## Instructions to follow
Will you restate verbatim the lines running from the line with "the butterfly perched" to the end of the data, leaving out everything else?

>> begin Dataset entries

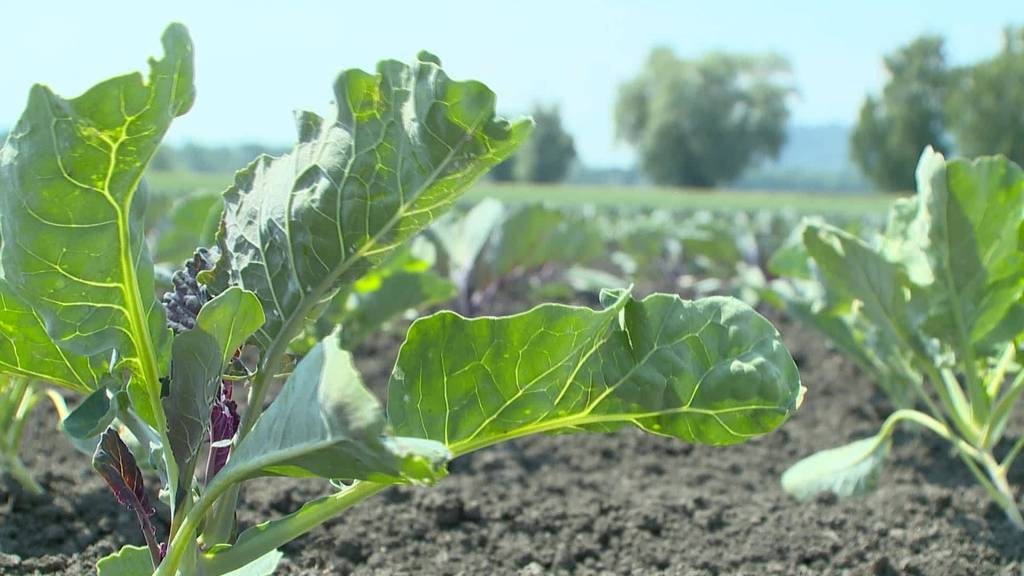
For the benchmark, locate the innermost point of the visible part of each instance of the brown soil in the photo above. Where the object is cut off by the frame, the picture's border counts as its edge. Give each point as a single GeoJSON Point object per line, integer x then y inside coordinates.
{"type": "Point", "coordinates": [626, 503]}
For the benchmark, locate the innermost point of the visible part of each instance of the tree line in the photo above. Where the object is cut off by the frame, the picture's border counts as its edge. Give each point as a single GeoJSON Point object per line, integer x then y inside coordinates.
{"type": "Point", "coordinates": [706, 121]}
{"type": "Point", "coordinates": [970, 111]}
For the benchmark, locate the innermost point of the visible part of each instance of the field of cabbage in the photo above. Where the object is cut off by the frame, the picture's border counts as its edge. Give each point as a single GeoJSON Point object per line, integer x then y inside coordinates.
{"type": "Point", "coordinates": [345, 364]}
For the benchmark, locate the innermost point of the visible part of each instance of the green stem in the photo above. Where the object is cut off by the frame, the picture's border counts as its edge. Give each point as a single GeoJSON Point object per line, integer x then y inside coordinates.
{"type": "Point", "coordinates": [951, 396]}
{"type": "Point", "coordinates": [1012, 455]}
{"type": "Point", "coordinates": [271, 535]}
{"type": "Point", "coordinates": [997, 488]}
{"type": "Point", "coordinates": [183, 539]}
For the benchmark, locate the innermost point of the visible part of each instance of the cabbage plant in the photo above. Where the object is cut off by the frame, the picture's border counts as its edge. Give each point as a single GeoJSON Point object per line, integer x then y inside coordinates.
{"type": "Point", "coordinates": [932, 309]}
{"type": "Point", "coordinates": [493, 243]}
{"type": "Point", "coordinates": [397, 150]}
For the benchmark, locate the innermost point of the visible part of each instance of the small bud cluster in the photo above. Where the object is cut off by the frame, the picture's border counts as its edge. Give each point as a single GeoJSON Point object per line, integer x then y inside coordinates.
{"type": "Point", "coordinates": [182, 303]}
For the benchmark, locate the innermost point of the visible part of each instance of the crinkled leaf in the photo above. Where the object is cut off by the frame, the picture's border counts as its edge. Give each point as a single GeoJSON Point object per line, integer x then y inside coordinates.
{"type": "Point", "coordinates": [263, 566]}
{"type": "Point", "coordinates": [129, 561]}
{"type": "Point", "coordinates": [198, 362]}
{"type": "Point", "coordinates": [399, 148]}
{"type": "Point", "coordinates": [73, 211]}
{"type": "Point", "coordinates": [711, 371]}
{"type": "Point", "coordinates": [973, 210]}
{"type": "Point", "coordinates": [848, 470]}
{"type": "Point", "coordinates": [326, 423]}
{"type": "Point", "coordinates": [26, 348]}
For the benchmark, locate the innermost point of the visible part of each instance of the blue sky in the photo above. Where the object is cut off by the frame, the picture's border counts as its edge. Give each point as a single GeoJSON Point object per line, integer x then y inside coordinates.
{"type": "Point", "coordinates": [255, 64]}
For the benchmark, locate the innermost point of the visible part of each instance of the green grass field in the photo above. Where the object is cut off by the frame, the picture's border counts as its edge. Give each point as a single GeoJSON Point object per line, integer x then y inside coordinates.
{"type": "Point", "coordinates": [187, 182]}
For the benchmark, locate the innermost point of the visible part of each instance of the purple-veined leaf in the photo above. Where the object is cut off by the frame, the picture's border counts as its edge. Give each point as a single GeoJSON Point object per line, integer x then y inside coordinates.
{"type": "Point", "coordinates": [117, 464]}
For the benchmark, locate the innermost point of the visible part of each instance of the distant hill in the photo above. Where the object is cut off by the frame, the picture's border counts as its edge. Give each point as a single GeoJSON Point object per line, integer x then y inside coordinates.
{"type": "Point", "coordinates": [815, 158]}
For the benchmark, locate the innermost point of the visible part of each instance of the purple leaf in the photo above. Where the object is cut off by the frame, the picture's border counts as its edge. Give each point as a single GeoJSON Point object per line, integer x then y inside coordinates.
{"type": "Point", "coordinates": [115, 462]}
{"type": "Point", "coordinates": [223, 423]}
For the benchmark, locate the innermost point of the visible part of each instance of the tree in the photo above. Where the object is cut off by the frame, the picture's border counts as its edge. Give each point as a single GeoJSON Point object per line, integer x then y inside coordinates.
{"type": "Point", "coordinates": [548, 154]}
{"type": "Point", "coordinates": [986, 105]}
{"type": "Point", "coordinates": [702, 122]}
{"type": "Point", "coordinates": [909, 116]}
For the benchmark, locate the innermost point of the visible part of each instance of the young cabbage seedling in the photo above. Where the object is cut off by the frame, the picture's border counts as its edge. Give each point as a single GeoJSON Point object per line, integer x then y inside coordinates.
{"type": "Point", "coordinates": [397, 150]}
{"type": "Point", "coordinates": [936, 299]}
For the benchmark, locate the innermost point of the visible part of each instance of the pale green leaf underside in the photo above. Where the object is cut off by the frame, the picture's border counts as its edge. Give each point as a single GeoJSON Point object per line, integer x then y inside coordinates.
{"type": "Point", "coordinates": [326, 423]}
{"type": "Point", "coordinates": [711, 371]}
{"type": "Point", "coordinates": [852, 469]}
{"type": "Point", "coordinates": [129, 561]}
{"type": "Point", "coordinates": [399, 148]}
{"type": "Point", "coordinates": [970, 212]}
{"type": "Point", "coordinates": [26, 348]}
{"type": "Point", "coordinates": [72, 209]}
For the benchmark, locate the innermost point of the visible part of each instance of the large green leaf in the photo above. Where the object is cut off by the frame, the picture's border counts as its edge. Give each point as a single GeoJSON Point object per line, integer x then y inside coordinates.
{"type": "Point", "coordinates": [971, 212]}
{"type": "Point", "coordinates": [26, 348]}
{"type": "Point", "coordinates": [399, 148]}
{"type": "Point", "coordinates": [858, 276]}
{"type": "Point", "coordinates": [325, 422]}
{"type": "Point", "coordinates": [199, 358]}
{"type": "Point", "coordinates": [73, 207]}
{"type": "Point", "coordinates": [711, 371]}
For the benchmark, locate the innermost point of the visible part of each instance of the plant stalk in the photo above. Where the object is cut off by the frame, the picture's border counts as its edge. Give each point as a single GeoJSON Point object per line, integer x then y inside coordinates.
{"type": "Point", "coordinates": [271, 535]}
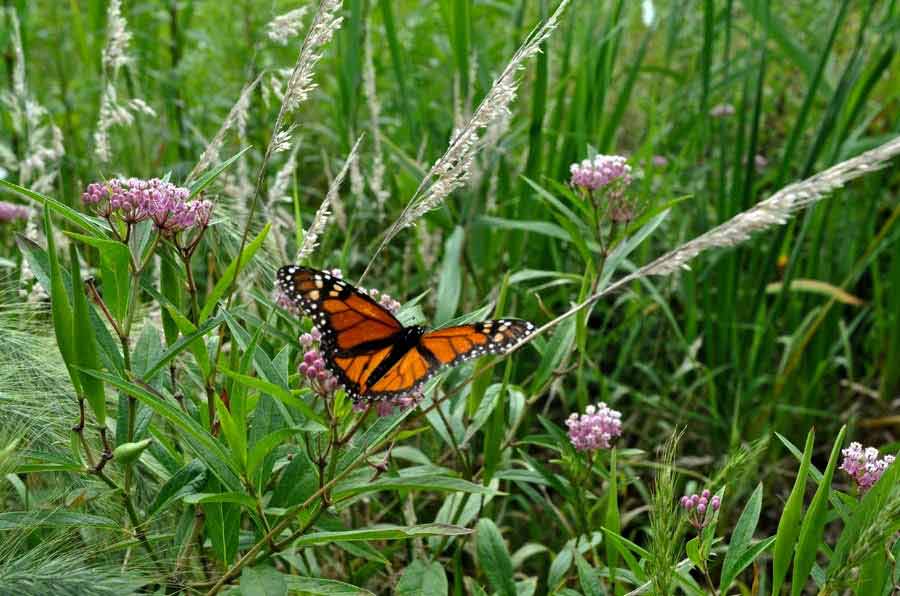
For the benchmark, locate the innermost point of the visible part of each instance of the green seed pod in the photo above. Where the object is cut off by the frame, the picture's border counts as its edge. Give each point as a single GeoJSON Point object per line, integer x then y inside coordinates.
{"type": "Point", "coordinates": [127, 453]}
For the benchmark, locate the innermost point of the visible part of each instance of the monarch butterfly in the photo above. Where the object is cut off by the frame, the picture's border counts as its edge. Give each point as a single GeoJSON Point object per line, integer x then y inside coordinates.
{"type": "Point", "coordinates": [370, 352]}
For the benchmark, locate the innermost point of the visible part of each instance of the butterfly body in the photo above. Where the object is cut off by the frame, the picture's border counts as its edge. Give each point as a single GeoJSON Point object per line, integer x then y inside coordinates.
{"type": "Point", "coordinates": [370, 352]}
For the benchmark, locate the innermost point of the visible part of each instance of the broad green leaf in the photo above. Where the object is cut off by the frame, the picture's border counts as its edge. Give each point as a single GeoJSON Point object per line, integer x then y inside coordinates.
{"type": "Point", "coordinates": [587, 578]}
{"type": "Point", "coordinates": [232, 497]}
{"type": "Point", "coordinates": [789, 524]}
{"type": "Point", "coordinates": [421, 577]}
{"type": "Point", "coordinates": [381, 532]}
{"type": "Point", "coordinates": [262, 581]}
{"type": "Point", "coordinates": [114, 263]}
{"type": "Point", "coordinates": [207, 448]}
{"type": "Point", "coordinates": [228, 277]}
{"type": "Point", "coordinates": [282, 395]}
{"type": "Point", "coordinates": [433, 483]}
{"type": "Point", "coordinates": [188, 480]}
{"type": "Point", "coordinates": [315, 586]}
{"type": "Point", "coordinates": [86, 353]}
{"type": "Point", "coordinates": [814, 521]}
{"type": "Point", "coordinates": [183, 343]}
{"type": "Point", "coordinates": [493, 557]}
{"type": "Point", "coordinates": [450, 278]}
{"type": "Point", "coordinates": [741, 537]}
{"type": "Point", "coordinates": [89, 224]}
{"type": "Point", "coordinates": [61, 307]}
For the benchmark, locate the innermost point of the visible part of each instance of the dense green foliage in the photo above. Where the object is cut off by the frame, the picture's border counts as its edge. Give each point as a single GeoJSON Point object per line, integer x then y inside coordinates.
{"type": "Point", "coordinates": [203, 461]}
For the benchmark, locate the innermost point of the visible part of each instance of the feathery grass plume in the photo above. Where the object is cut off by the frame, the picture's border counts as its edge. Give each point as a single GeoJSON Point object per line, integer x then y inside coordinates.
{"type": "Point", "coordinates": [776, 210]}
{"type": "Point", "coordinates": [115, 56]}
{"type": "Point", "coordinates": [63, 564]}
{"type": "Point", "coordinates": [285, 26]}
{"type": "Point", "coordinates": [237, 116]}
{"type": "Point", "coordinates": [454, 167]}
{"type": "Point", "coordinates": [376, 177]}
{"type": "Point", "coordinates": [43, 141]}
{"type": "Point", "coordinates": [666, 527]}
{"type": "Point", "coordinates": [310, 239]}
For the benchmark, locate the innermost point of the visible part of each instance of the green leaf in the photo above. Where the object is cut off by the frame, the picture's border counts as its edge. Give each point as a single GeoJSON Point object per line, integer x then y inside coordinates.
{"type": "Point", "coordinates": [237, 498]}
{"type": "Point", "coordinates": [261, 448]}
{"type": "Point", "coordinates": [587, 578]}
{"type": "Point", "coordinates": [493, 557]}
{"type": "Point", "coordinates": [228, 277]}
{"type": "Point", "coordinates": [421, 577]}
{"type": "Point", "coordinates": [207, 178]}
{"type": "Point", "coordinates": [115, 261]}
{"type": "Point", "coordinates": [381, 532]}
{"type": "Point", "coordinates": [188, 480]}
{"type": "Point", "coordinates": [282, 395]}
{"type": "Point", "coordinates": [741, 537]}
{"type": "Point", "coordinates": [789, 524]}
{"type": "Point", "coordinates": [86, 353]}
{"type": "Point", "coordinates": [262, 581]}
{"type": "Point", "coordinates": [61, 308]}
{"type": "Point", "coordinates": [183, 343]}
{"type": "Point", "coordinates": [814, 521]}
{"type": "Point", "coordinates": [425, 482]}
{"type": "Point", "coordinates": [89, 224]}
{"type": "Point", "coordinates": [450, 279]}
{"type": "Point", "coordinates": [315, 586]}
{"type": "Point", "coordinates": [207, 448]}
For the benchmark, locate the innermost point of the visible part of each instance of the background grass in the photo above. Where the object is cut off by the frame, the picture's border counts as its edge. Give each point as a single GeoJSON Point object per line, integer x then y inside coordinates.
{"type": "Point", "coordinates": [731, 350]}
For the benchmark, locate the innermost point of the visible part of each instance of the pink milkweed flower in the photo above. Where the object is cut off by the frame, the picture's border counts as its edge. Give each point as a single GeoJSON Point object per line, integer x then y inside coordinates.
{"type": "Point", "coordinates": [864, 465]}
{"type": "Point", "coordinates": [595, 429]}
{"type": "Point", "coordinates": [600, 171]}
{"type": "Point", "coordinates": [12, 212]}
{"type": "Point", "coordinates": [696, 507]}
{"type": "Point", "coordinates": [722, 110]}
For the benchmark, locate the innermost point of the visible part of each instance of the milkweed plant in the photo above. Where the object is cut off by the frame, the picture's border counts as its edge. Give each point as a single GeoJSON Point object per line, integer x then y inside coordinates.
{"type": "Point", "coordinates": [182, 432]}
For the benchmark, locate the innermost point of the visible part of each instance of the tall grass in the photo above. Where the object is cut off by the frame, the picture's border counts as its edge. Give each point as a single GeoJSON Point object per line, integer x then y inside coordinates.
{"type": "Point", "coordinates": [752, 295]}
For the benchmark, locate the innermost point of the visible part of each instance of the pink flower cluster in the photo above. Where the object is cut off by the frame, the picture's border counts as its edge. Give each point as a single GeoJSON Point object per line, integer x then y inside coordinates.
{"type": "Point", "coordinates": [595, 429]}
{"type": "Point", "coordinates": [382, 298]}
{"type": "Point", "coordinates": [601, 171]}
{"type": "Point", "coordinates": [697, 506]}
{"type": "Point", "coordinates": [134, 200]}
{"type": "Point", "coordinates": [313, 365]}
{"type": "Point", "coordinates": [385, 407]}
{"type": "Point", "coordinates": [864, 465]}
{"type": "Point", "coordinates": [12, 212]}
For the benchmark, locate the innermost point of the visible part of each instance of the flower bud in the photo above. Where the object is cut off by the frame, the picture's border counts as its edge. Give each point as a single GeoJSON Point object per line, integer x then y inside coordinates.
{"type": "Point", "coordinates": [127, 453]}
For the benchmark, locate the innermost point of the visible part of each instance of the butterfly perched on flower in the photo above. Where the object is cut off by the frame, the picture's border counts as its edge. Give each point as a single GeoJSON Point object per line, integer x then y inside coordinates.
{"type": "Point", "coordinates": [370, 352]}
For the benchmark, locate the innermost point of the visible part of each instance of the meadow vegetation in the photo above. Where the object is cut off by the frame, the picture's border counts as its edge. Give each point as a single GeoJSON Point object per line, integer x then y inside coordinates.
{"type": "Point", "coordinates": [694, 202]}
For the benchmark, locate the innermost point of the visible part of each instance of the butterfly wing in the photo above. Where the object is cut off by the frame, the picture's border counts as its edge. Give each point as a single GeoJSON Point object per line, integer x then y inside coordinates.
{"type": "Point", "coordinates": [446, 347]}
{"type": "Point", "coordinates": [357, 332]}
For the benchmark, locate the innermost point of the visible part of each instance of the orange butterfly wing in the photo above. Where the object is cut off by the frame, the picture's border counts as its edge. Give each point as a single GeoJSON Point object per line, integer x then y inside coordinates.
{"type": "Point", "coordinates": [367, 348]}
{"type": "Point", "coordinates": [357, 332]}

>> end Dataset entries

## Answer below
For the benchmark, locate the innermost point of the visible part of each instance of the butterfly perched on flower in the photo above. Where the object is cut off by the frame, the picture's border counts as its edge. Give each point as a single GeoJSON Point object per line, integer x then y inside coordinates.
{"type": "Point", "coordinates": [370, 352]}
For the benchmark, locate the innermost point of the visible part of each instance of the meadow vegetation in the photo above. Where the object is cut off by the frame, the picture's border counts as its edge. Give each point as a single GeoJSON Point object per line, integer x then y inside coordinates.
{"type": "Point", "coordinates": [694, 202]}
For the benchmark, locate the innermost point of the visible part of each instance of the butterfly wing in the photo above. Where the object is cut off by the frame, the picture's border counts as its edge. Give each point as a single GeoJSON Point object per line, integer x then y inside coordinates.
{"type": "Point", "coordinates": [446, 347]}
{"type": "Point", "coordinates": [357, 332]}
For the benchmark, locate the innermost point of the visible part of each instance of the orange butterfly wing in the photo above. Where the object is cut off by the frame, the picture's border counts as its edge. Give each point as a single GeoJSON Point object per line, integer x then y inside coordinates.
{"type": "Point", "coordinates": [367, 348]}
{"type": "Point", "coordinates": [357, 332]}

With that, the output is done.